Exercise requirements =>
Retype the tail of the data exactly, starting at the line containing "green tree and record the pixel coordinates." and stopping at the last line.

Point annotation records
+--

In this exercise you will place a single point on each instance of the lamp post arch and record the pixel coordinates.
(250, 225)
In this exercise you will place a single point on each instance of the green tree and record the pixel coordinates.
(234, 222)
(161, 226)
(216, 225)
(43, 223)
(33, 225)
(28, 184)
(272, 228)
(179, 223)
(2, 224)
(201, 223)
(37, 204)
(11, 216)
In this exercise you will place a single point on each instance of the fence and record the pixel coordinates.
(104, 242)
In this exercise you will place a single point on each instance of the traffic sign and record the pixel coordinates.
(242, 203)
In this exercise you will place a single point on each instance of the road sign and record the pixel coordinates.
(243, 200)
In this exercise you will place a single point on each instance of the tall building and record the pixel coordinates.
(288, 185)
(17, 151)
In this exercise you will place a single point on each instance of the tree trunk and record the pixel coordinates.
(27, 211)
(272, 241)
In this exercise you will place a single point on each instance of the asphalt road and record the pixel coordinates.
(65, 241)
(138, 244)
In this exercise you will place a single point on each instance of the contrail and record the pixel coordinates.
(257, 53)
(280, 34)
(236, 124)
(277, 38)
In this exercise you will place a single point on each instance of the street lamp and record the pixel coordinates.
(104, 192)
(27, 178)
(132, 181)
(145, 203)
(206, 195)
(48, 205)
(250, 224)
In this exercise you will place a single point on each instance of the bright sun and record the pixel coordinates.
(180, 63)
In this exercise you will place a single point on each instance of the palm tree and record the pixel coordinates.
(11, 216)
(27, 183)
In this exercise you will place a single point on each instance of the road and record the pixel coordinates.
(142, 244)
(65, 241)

+--

Written solution =>
In this exercise you will place a single point on each instance of the green tree and record the pixel coordinates.
(234, 222)
(161, 226)
(216, 225)
(43, 223)
(33, 225)
(28, 184)
(272, 228)
(179, 223)
(2, 224)
(201, 223)
(37, 204)
(11, 216)
In this exercise you will place a single point on each instance of the fence and record the pixel coordinates.
(104, 242)
In this exercise you will place a single point on each instance of the traffic sign and record the pixel coordinates.
(242, 203)
In this exercise you will place a single point on each instance of the road sign and record the pixel coordinates.
(243, 200)
In this exercise you will place a single point on each instance of the tall building and record the pixel coordinates.
(288, 185)
(17, 151)
In this exercise you will place a single point on each instance of the tree trunk and record the pixel coordinates.
(27, 211)
(272, 241)
In this exercise you will place a single point on each instance of the asphalt road and record the pixel coordinates.
(65, 241)
(138, 244)
In this exercise you will place a single point on each instance of the contrail and record the pixel coordinates.
(257, 53)
(280, 34)
(236, 124)
(277, 38)
In this exercise you will place a single point on each instance of the street lamp and record the pixel coordinates.
(104, 192)
(27, 178)
(132, 181)
(145, 203)
(206, 195)
(48, 205)
(250, 224)
In this exercise you will place a single point on each instance of the bright sun and record the pixel coordinates.
(180, 63)
In this exercise you will place a single point on each instance of the palm tree and record the pixel coordinates.
(11, 216)
(27, 183)
In this exercise you will place a single point on each instance of the road and record the pixel coordinates.
(142, 244)
(65, 241)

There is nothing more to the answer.